=== EXERCISE OBJECTIVE ===
Start at the top and transcribe every record through the final line exactly.

(Records from a dataset)
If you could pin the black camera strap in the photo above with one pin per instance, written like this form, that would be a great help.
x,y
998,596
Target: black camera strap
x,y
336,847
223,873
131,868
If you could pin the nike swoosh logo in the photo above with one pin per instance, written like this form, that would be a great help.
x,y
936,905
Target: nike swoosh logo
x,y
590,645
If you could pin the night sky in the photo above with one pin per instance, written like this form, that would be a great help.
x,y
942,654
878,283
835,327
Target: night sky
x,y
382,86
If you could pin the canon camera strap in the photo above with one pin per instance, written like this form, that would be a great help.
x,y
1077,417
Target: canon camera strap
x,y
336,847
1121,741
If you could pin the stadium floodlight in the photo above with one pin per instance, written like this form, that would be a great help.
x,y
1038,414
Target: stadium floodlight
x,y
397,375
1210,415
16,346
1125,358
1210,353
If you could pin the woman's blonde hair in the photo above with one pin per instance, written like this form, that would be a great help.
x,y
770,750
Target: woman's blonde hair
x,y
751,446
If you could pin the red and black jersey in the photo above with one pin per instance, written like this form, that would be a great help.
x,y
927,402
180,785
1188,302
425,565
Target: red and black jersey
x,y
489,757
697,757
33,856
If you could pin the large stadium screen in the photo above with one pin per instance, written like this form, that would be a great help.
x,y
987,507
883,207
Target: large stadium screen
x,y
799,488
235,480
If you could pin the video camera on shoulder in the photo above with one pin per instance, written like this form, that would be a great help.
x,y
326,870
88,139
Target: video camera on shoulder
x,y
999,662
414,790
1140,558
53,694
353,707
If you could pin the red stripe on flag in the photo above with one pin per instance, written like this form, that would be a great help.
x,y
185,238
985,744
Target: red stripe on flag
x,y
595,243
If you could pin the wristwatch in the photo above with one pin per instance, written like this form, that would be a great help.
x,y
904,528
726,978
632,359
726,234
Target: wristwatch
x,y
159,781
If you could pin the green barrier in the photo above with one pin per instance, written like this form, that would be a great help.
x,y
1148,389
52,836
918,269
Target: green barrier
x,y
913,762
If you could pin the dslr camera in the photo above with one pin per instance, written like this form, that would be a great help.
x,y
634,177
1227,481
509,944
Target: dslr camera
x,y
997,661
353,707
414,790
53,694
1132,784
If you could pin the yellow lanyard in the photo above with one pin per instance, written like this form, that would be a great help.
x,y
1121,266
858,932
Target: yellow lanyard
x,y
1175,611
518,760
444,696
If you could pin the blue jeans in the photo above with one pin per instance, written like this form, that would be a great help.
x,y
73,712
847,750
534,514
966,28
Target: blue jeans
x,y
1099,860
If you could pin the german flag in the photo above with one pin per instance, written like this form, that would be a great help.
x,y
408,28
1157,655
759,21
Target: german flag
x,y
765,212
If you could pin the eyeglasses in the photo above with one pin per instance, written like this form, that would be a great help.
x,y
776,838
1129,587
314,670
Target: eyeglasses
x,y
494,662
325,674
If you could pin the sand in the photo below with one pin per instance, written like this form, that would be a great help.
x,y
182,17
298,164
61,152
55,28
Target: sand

=== SOLUTION TO THE PROBLEM ===
If you could pin the black camera strap in the photo above with one pin per instance, written like this form, that would be a great help.
x,y
998,596
Target: black camera strap
x,y
336,847
223,873
131,868
If you could pin the nike swoosh logo in the photo above with one pin per instance, written like this form, that would be a great help.
x,y
936,905
Target: nike swoosh logo
x,y
590,645
If you could pin the night sky in the photo above with one pin per instance, written like this form, that would be a great help.
x,y
942,654
878,283
835,327
Target: night sky
x,y
382,86
If you could pin the canon camera strap in the photo above with one pin per instance, written like this form, that would be a great help.
x,y
1077,417
Target: canon camera strap
x,y
336,847
1121,741
If you could pin the stadium floodlight in the photo above with one pin per instance, written like this form, that would be a great help.
x,y
1038,414
Target: stadium floodlight
x,y
397,375
1210,415
16,346
1125,358
1210,353
If you could pin the woman's blonde hair in the photo above with one pin per instance, written like this form, that would be a great help.
x,y
770,750
Target: woman's blonde hair
x,y
751,446
If you could pin the red and black jersey in the photo above with one pin per instance, written like this form, that would be a great help.
x,y
927,402
180,785
1188,302
425,565
Target: red and black jersey
x,y
489,757
697,757
33,856
If you could pin the large stadium screen in the photo above with one pin per instance, written like this form, that would be a great help.
x,y
987,507
883,207
Target: large stadium screen
x,y
799,488
235,480
If you could pin the video camera on shoulder in the photo above with one pin per instance, written like this form, that would be a great help.
x,y
326,870
88,139
Target: video camera on shoulder
x,y
999,662
414,790
1140,558
53,694
353,707
If you could pin the red stripe on flag in the photo above with one pin per instance, written like this form, that would be a great help.
x,y
185,238
985,744
Target: red stripe on flag
x,y
595,243
If you could pin the wristwatch in the photo above with one pin per instance, written like this form, that would be a great help.
x,y
904,528
726,978
632,359
726,234
Target: wristwatch
x,y
159,781
If you could pin the green barrier in the photo above with one pin per instance, written like this form, that would be a great help.
x,y
1148,389
52,836
918,269
Target: green barrier
x,y
913,762
If you could pin the dslr camera in the photo above with one pin per instance, written like this form, that would be a great help.
x,y
634,177
1227,481
509,944
Target: dslr camera
x,y
997,661
353,707
414,790
53,694
1132,784
If you could pin the yellow lanyard in the photo above with one pin per instance, written like this form, that would be a great help.
x,y
1121,266
858,932
Target: yellow lanyard
x,y
1175,611
518,760
444,696
If you could pin the blue jeans in the photo above with one pin per instance, written like this form, that would be a great help.
x,y
73,712
847,750
534,514
966,28
Target: blue jeans
x,y
1099,860
If you could pin the german flag in the photo above with one pin per instance, written like this form, that would be a great help.
x,y
408,28
1157,655
759,21
Target: german flag
x,y
765,212
If you could pin the eyeglasses in the photo above with one pin per instance, written like this form, that would be a great help.
x,y
776,838
1129,587
314,670
Target: eyeglasses
x,y
494,662
325,674
If you could pin the sand in the photo below with one pin per instance, written like this form, that would be a great help.
x,y
182,17
298,164
61,152
55,28
Target: sand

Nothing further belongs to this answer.